Segment Open

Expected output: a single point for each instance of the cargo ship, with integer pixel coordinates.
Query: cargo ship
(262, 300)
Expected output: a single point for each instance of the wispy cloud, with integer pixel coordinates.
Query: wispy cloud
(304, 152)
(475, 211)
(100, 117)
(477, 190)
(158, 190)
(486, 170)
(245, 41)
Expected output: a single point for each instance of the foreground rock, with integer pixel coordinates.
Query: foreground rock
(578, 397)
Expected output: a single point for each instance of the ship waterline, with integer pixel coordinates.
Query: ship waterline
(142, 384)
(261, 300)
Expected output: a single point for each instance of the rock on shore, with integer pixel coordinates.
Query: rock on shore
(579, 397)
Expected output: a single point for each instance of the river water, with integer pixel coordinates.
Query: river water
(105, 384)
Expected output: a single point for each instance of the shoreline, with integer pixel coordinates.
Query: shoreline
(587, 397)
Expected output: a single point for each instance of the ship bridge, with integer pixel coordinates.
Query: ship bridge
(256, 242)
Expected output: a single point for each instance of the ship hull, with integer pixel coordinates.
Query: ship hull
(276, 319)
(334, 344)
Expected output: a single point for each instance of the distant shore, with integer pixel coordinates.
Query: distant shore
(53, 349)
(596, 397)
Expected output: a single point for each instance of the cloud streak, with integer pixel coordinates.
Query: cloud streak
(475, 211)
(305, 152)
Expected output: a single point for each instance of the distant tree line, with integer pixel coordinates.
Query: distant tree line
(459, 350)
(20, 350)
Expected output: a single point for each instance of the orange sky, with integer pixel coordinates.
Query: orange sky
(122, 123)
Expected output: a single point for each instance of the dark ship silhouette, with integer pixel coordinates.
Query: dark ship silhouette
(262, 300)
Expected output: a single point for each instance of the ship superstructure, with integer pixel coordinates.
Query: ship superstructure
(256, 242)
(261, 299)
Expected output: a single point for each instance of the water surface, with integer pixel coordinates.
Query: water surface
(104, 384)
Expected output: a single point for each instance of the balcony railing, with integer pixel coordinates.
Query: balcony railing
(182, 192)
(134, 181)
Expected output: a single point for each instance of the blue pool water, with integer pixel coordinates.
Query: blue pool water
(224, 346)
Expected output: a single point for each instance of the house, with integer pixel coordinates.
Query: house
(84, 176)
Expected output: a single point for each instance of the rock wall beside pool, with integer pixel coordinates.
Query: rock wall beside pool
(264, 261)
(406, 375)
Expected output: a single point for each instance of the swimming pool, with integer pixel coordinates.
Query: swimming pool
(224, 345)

Segment Closed

■ **Directions for this task**
Every entry, from top to bottom, should be repeated word for word.

■ **Output of the exercise**
Expected output: a single point for each instance of the cargo ship, with integer pixel coordinates.
Query: cargo ship
(262, 300)
Expected output: a single point for each instance of the wispy cloud, with integer pixel coordinates.
Query: wispy cloud
(304, 152)
(475, 211)
(100, 117)
(477, 190)
(158, 190)
(486, 170)
(245, 41)
Expected output: a single point for each instance of the foreground rock, with integer pixel coordinates.
Query: foreground rock
(578, 397)
Expected output: a single point for each instance of the ship waterline, with integer pixel coordinates.
Query: ship waterline
(142, 384)
(261, 300)
Expected output: a single point for each instance of the rock on shore, with integer pixel coordinates.
Query: rock on shore
(579, 397)
Expected output: a single point for each instance of the river water, with integer pixel coordinates.
Query: river water
(105, 384)
Expected output: a single point for each instance of the shoreline, with integer pixel coordinates.
Query: shoreline
(587, 397)
Expected output: a single point for each instance of the ship bridge, with integer pixel coordinates.
Query: ship bridge
(256, 242)
Expected output: a single point for each instance of the ship hull, with integer pixel coordinates.
Query: ship hull
(276, 319)
(334, 344)
Expected output: a single point for each instance of the distant shore, with integer pixel coordinates.
Query: distant shore
(53, 349)
(596, 397)
Expected output: a single point for each instance of the cloud streak, with integer pixel coordinates.
Query: cloud streak
(475, 211)
(305, 152)
Expected output: a single point for each instance of the distant tree line, with integer pixel coordinates.
Query: distant tree line
(459, 350)
(20, 350)
Expected output: a single point for each instance of the orange sky, with integer pixel coordinates.
Query: orange sky
(122, 123)
Expected output: a single point for each instance of the dark ship silhouette, with integer pixel coordinates.
Query: dark ship silhouette
(262, 300)
Expected output: a single point for each instance of the ship superstructure, with integer pixel coordinates.
Query: ship superstructure
(256, 242)
(261, 299)
Expected output: a single point for each instance of the water surface, with integer pixel coordinates.
Query: water surface
(104, 384)
Expected output: a single point for each instance of the balcony railing, with integer pixel coordinates.
Query: balcony railing
(182, 192)
(134, 181)
Expected output: a single point for each instance of the blue pool water, with integer pixel coordinates.
Query: blue pool water
(224, 346)
Expected output: a single point for each instance of the house, with integer pixel coordinates.
Query: house
(84, 176)
Expected output: a single point for each instance of the rock wall beside pool, with integer pixel coordinates.
Query: rock wall beside pool
(264, 261)
(406, 375)
Expected output: a single point for each instance of the swimming pool, with integer pixel coordinates.
Query: swimming pool
(224, 345)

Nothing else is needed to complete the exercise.